Records for the exercise —

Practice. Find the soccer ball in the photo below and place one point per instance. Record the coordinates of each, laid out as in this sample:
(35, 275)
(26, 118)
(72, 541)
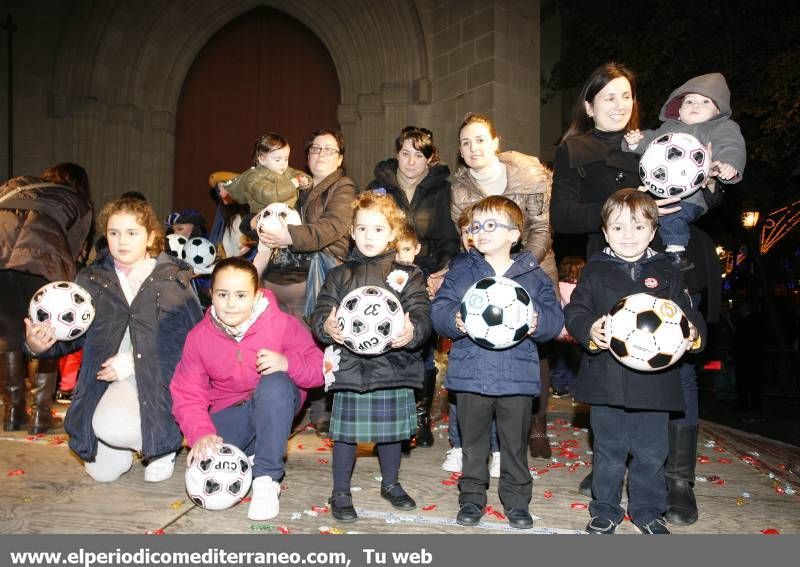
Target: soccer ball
(497, 312)
(66, 305)
(220, 480)
(674, 165)
(275, 215)
(175, 244)
(647, 333)
(370, 317)
(199, 252)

Instructions to follow —
Carry over each record above character for character, with the pictures left out.

Response box —
Practice. Find the soccer ball in the photo below and place one point per instance. Record the coordinates of each, laid out as in this sample:
(35, 275)
(26, 118)
(72, 541)
Target: soccer ball
(497, 312)
(66, 305)
(220, 480)
(674, 165)
(275, 215)
(175, 244)
(647, 333)
(370, 317)
(199, 252)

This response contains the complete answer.